-- Text provided start --
@ignitionai/backend-tfjs

Single responsibility: provide TF.js implementations of the RL agents (DQN, PPO, Q-Table), plus the concrete IgnitionEnvTFJS that you instantiate in your app. If you’re doing anything other than pure inference, this is the backend you’ll be using.

Source: packages/backend-tfjs/src/ on GitHub.

Install


npm install @ignitionai/core @ignitionai/backend-tfjs

Public API surface

Export	Kind	Purpose
`IgnitionEnvTFJS` (aliased `IgnitionEnv`)	class	Concrete training env with TF.js agent factories pre-registered.
`DQNAgent` / `PPOAgent` / `QTableAgent`	classes	The three algorithm implementations.
`ReplayBuffer`	class	Ring-buffer experience replay.
`buildQNetwork`	function	Sequential MLP builder for Q-value networks.
`setBackend` / `getAvailableBackends`	functions	TF.js backend control.
`DQNConfig` / `PPOConfig` / `QTableConfig`	types	Config shapes for each algorithm.
`DQNConfigSchema` / `PPOConfigSchema` / `QTableConfigSchema`	Zod schemas	Runtime validation for the configs.
`DQN_DEFAULTS` / `PPO_DEFAULTS` / `QTABLE_DEFAULTS` / `ALGORITHM_DEFAULTS`	constants	Merged defaults used when you omit a config.
`TFBackend`	type	String literal union for backend names.

The `IgnitionEnvTFJS` class — a 30-line plugin on top of `core`

This is the single file that wires TensorFlow.js into the core training loop:

packages/backend-tfjs/src/ignition-env-tfjs.ts


import { IgnitionEnv, type TrainingEnv, type AgentFactory } from '@ignitionai/core'
import { DQNAgent } from './agents/dqn'
import { PPOAgent } from './agents/ppo'
import { QTableAgent } from './agents/qtable'
import { ALGORITHM_DEFAULTS } from './defaults'
 
const FACTORIES: Record<string, AgentFactory> = {
  dqn: (config) => new DQNAgent(config as unknown as DQNConfig),
  ppo: (config) => new PPOAgent(config as unknown as PPOConfig),
  qtable: (config) => new QTableAgent(config as unknown as QTableConfig),
}
 
export class IgnitionEnvTFJS extends IgnitionEnv {
  constructor(env: TrainingEnv) {
    super(env)
    this.factories = { ...FACTORIES }
    this.algorithmDefaults = { ...ALGORITHM_DEFAULTS }
  }
}

That’s the whole file. It does two things:

Extends the base IgnitionEnv from core.
Registers three agent factories and their defaults.
-- Text provided end --
-- Records for this exercise start --
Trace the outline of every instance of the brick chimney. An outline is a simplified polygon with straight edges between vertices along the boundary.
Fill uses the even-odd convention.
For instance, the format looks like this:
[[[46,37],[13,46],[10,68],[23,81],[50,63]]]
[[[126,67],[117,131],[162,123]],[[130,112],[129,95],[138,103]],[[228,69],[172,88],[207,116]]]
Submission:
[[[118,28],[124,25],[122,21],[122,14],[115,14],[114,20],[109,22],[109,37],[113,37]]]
-- Records for this exercise end --
→ **What to do**:
a – Change "brick chimney" to "stone chimney" throughout the records and write their lines out again, with nothing else altered.
b – Carry the text on the @ignitionai/backend-tfjs package forward from its final sentence.
The records bear no relation to the text.

→ **Task-by-task results**:
a –
Trace the outline of every instance of the stone chimney. An outline is a simplified polygon with straight edges between vertices along the boundary.
Fill uses the even-odd convention.
For instance, the format looks like this:
[[[46,37],[13,46],[10,68],[23,81],[50,63]]]
[[[126,67],[117,131],[162,123]],[[130,112],[129,95],[138,103]],[[228,69],[172,88],[207,116]]]
Submission:
[[[118,28],[124,25],[122,21],[122,14],[115,14],[114,20],[109,22],[109,37],[113,37]]]

b –
When you later call env.train('dqn'), core looks up this.factories['dqn'], calls it with the merged config, and gets back a DQNAgent instance — without ever importing TF.js into the core package. This is the clean dependency inversion: core defines the AgentInterface contract, and backend-tfjs fulfills it.

Backend selection — WebGPU → WebGL → WASM → CPU

TensorFlow.js runs on multiple backends. You should think of them as “the same math, progressively less fast”:

Backend	Speed	Availability
WebGPU	Fastest	Latest Chrome/Edge/Safari, behind a flag in Firefox
WebGL	Fast	Every modern browser
WASM	Medium	Every modern browser; best for low-end hardware
CPU	Slow	Always available; fallback of last resort

The setBackend helper (in packages/backend-tfjs/src/utils/backend-selector.ts) tries your requested backend and falls back to CPU if it’s unavailable:

packages/backend-tfjs/src/utils/backend-selector.ts (excerpt)


export async function setBackend(backend: TFBackend): Promise<void> {
  if (backend === 'auto') return  // let TF.js pick
 
  // ... load WASM module if needed ...
 
  try {
    const success = await tf.setBackend(backend)
    if (!success) {
      console.warn(`[backend-selector] Backend '${backend}' could not be set, falling back to cpu`)
      await tf.setBackend('cpu')
    }
    await tf.ready()
  } catch (e) {
    console.warn(`[backend-selector] Failed to set backend '${backend}': ${e}. Falling back to cpu`)
    await tf.setBackend('cpu')
    await tf.ready()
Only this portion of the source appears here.